- [Objetivo] Transcreva literalmente, do texto sobre o ensino de artes na escola, o trecho que vai de "A importância do" até "aos novos padrões.", incluindo essas palavras.

**** Texto extraído

Subscribe Us

header ads

A importância do ensino das artes na escola


No dia 3 de maio, o teatro, as artes visuais e a dança foram incorporados ao currículo do ensino básico brasileiro. Até então, apenas a música era componente “obrigatório, mas não exclusivo” do ensino de arte na Lei de Diretrizes e Bases da Educação Nacional. Escolas públicas e privadas têm cinco anos para se adequar aos novos padrões.

“A arte não é babado cultural, não é enfeite para botar em parede”, disse a professora Ana Mae Barbosa, uma das principais referências no estudo de arte-educação no Brasil. Em entrevista a ÉPOCA, a especialista comemorou a aprovação da lei e falou sobre a contribuição que o ensino de arte traz à aprendizagem. Entre eles, o desenvolvimento da capacidade de interpretação: “Ao interpretar, você amplia a sua inteligência e a sua capacidade perceptiva, que vai aplicar em qualquer área da vida”.

********
**** Dados fornecidos

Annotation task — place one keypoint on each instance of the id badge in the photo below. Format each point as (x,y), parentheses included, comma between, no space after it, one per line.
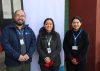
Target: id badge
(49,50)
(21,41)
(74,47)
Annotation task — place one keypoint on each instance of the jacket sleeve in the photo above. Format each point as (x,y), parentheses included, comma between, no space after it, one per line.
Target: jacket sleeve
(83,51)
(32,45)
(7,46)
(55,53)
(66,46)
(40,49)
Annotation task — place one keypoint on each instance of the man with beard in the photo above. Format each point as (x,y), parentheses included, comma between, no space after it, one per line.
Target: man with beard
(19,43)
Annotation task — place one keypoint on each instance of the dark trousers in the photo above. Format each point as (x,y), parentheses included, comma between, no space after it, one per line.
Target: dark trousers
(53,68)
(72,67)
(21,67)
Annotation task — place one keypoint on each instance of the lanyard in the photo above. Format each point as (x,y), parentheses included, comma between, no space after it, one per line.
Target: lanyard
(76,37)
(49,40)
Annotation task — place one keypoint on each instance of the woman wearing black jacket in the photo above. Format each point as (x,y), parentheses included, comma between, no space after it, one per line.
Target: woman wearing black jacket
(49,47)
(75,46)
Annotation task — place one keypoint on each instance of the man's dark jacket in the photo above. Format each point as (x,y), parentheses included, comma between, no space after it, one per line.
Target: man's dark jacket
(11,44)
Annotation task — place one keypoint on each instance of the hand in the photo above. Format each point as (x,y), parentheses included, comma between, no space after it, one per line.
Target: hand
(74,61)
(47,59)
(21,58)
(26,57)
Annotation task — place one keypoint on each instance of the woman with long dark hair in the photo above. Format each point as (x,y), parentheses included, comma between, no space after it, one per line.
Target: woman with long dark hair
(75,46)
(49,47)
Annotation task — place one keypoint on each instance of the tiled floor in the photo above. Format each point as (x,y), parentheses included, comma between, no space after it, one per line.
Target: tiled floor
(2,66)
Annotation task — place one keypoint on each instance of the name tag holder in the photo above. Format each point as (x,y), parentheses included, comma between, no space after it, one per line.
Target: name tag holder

********

- [Resultado abaixo]
A importância do ensino das artes na escola


No dia 3 de maio, o teatro, as artes visuais e a dança foram incorporados ao currículo do ensino básico brasileiro. Até então, apenas a música era componente “obrigatório, mas não exclusivo” do ensino de arte na Lei de Diretrizes e Bases da Educação Nacional. Escolas públicas e privadas têm cinco anos para se adequar aos novos padrões.